### WORK TO BE COMPLETED
Could you print the lines below exactly, from the one holding "box: [50, 243, 104, 302]" through the last line, with no other output?

### PROVIDED MATERIAL
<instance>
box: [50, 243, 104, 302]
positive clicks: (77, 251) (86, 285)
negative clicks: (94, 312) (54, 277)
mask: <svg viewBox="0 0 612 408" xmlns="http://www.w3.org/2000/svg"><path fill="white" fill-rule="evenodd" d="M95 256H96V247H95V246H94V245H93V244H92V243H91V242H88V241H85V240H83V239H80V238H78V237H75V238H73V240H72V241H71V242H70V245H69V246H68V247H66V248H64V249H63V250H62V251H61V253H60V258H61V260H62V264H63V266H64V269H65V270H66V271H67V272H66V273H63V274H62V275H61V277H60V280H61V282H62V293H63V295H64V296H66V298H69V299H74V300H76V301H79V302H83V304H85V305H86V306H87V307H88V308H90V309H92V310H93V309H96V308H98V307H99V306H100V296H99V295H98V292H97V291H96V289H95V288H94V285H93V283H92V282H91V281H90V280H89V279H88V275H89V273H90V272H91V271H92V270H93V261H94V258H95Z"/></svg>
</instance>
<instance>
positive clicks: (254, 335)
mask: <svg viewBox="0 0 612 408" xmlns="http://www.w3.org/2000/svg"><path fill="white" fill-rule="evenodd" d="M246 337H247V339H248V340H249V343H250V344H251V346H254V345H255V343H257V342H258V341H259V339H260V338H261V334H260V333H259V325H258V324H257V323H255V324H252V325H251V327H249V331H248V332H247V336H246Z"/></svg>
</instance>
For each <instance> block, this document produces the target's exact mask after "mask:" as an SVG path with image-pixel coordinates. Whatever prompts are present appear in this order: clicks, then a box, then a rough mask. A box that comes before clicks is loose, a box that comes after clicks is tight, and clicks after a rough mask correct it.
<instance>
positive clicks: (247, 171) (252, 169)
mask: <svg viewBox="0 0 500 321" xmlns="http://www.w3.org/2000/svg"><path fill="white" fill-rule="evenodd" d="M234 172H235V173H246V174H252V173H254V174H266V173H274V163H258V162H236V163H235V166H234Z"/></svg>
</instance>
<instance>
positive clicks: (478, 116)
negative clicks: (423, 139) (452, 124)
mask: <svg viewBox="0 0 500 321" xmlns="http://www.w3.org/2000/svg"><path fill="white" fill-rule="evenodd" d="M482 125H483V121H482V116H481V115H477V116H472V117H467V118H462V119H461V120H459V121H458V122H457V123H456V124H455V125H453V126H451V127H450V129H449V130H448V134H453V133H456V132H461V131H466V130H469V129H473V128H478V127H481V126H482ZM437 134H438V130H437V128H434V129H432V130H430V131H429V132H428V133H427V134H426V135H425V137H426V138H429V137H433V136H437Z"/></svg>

### EXERCISE ANSWER
box: [50, 243, 104, 302]
positive clicks: (77, 251) (86, 285)
negative clicks: (94, 312) (54, 277)
mask: <svg viewBox="0 0 612 408" xmlns="http://www.w3.org/2000/svg"><path fill="white" fill-rule="evenodd" d="M95 256H96V247H95V246H94V245H93V244H92V243H91V242H88V241H85V240H83V239H80V238H78V237H75V238H73V240H72V241H71V242H70V245H69V246H68V247H66V248H64V249H63V250H62V251H61V253H60V258H61V260H62V264H63V266H64V269H65V270H66V271H67V272H66V273H63V274H62V275H61V277H60V280H61V282H62V293H63V295H64V296H66V298H69V299H74V300H76V301H79V302H83V304H85V305H86V306H87V307H88V308H90V309H92V310H93V309H96V308H98V307H99V306H100V296H99V295H98V292H97V291H96V289H95V288H94V285H93V283H92V282H91V281H90V280H89V279H88V275H89V273H90V272H91V271H92V270H93V261H94V258H95Z"/></svg>
</instance>
<instance>
positive clicks: (254, 335)
mask: <svg viewBox="0 0 612 408" xmlns="http://www.w3.org/2000/svg"><path fill="white" fill-rule="evenodd" d="M246 337H247V339H248V340H249V343H250V344H251V346H254V345H255V343H257V342H258V341H259V339H260V338H261V334H260V333H259V325H258V324H257V323H255V324H252V325H251V327H249V331H248V332H247V336H246Z"/></svg>
</instance>
For each <instance> block, this document produces the target's exact mask after "mask:" as an SVG path with image-pixel coordinates. Whatever prompts are present appear in this order: clicks, then a box, then a rough mask. A box that comes before clicks is loose, a box that comes after clicks is tight, and clicks after a rough mask correct it.
<instance>
positive clicks: (247, 171) (252, 169)
mask: <svg viewBox="0 0 500 321" xmlns="http://www.w3.org/2000/svg"><path fill="white" fill-rule="evenodd" d="M234 172H235V173H246V174H252V173H254V174H266V173H274V163H258V162H236V163H235V166H234Z"/></svg>
</instance>
<instance>
positive clicks: (478, 116)
negative clicks: (423, 139) (452, 124)
mask: <svg viewBox="0 0 500 321" xmlns="http://www.w3.org/2000/svg"><path fill="white" fill-rule="evenodd" d="M482 125H483V121H482V116H481V115H477V116H472V117H467V118H462V119H461V120H459V121H458V122H457V123H456V124H455V125H453V126H451V127H450V129H449V130H448V134H453V133H456V132H461V131H466V130H469V129H473V128H478V127H481V126H482ZM437 134H438V130H437V128H434V129H432V130H430V131H429V132H428V133H427V134H426V135H425V137H426V138H429V137H433V136H437Z"/></svg>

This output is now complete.